→ Exercise task A: In the article on feature transformation, why is a data set pre-processed? Answer in one to three sentences.

→ Article:
----
# Feature Transformation with Amazon a SageMaker Processing Job and Scikit-Learn

**Presentation Deep-Dive on BERT: [https://speakerdeck.com/antje/visualize-bert-attention](https://speakerdeck.com/antje/visualize-bert-attention)**

Typically a machine learning (ML) process consists of few steps. First, gathering data with various ETL jobs, then pre-processing the data, featurizing the dataset by incorporating standard techniques or prior knowledge, and finally training an ML model using an algorithm.

Often, distributed data processing frameworks such as Scikit-Learn are used to pre-process data sets in order to prepare them for training. In this notebook we'll use Amazon SageMaker Processing, and leverage the power of Scikit-Learn in a managed SageMaker environment to run our processing workload.

![](img/prepare_dataset_bert.png)

![](img/processing.jpg)


## Contents

1. Setup Environment
1. Setup Input Data
1. Setup Output Data
1. Build a Spark container for running the processing job
1. Run the Processing Job using Amazon SageMaker
1. Inspect the Processed Output Data

# Setup Environment

Let's start by specifying:
* The S3 bucket and prefixes that you use for training and model data. Use the default bucket specified by the Amazon SageMaker session.
----
Rows from a segmentation dataset

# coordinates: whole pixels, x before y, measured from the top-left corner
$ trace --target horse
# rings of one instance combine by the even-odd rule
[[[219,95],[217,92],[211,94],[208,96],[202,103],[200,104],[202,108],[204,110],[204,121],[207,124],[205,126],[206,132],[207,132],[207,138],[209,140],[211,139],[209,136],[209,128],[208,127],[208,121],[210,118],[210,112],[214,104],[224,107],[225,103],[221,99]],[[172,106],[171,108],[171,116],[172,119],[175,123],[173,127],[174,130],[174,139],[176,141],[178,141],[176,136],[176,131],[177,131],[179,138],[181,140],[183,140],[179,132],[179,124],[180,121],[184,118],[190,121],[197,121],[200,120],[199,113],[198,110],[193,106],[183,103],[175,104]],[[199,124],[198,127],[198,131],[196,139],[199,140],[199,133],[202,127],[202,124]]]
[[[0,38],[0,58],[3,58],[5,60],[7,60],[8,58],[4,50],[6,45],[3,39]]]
----
→ Exercise task B: Arrange every line of the records as a Markdown table with the columns n and Line, numbering the rows and skipping blank lines.

→ Exercise solution A: A data set is pre-processed to prepare it for training an ML model.

→ Exercise solution B:
| n | Line |
|---|---|
| 1 | # coordinates: whole pixels, x before y, measured from the top-left corner |
| 2 | $ trace --target horse |
| 3 | # rings of one instance combine by the even-odd rule |
| 4 | [[[219,95],[217,92],[211,94],[208,96],[202,103],[200,104],[202,108],[204,110],[204,121],[207,124],[205,126],[206,132],[207,132],[207,138],[209,140],[211,139],[209,136],[209,128],[208,127],[208,121],[210,118],[210,112],[214,104],[224,107],[225,103],[221,99]],[[172,106],[171,108],[171,116],[172,119],[175,123],[173,127],[174,130],[174,139],[176,141],[178,141],[176,136],[176,131],[177,131],[179,138],[181,140],[183,140],[179,132],[179,124],[180,121],[184,118],[190,121],[197,121],[200,120],[199,113],[198,110],[193,106],[183,103],[175,104]],[[199,124],[198,127],[198,131],[196,139],[199,140],[199,133],[202,127],[202,124]]] |
| 5 | [[[0,38],[0,58],[3,58],[5,60],[7,60],[8,58],[4,50],[6,45],[3,39]]] |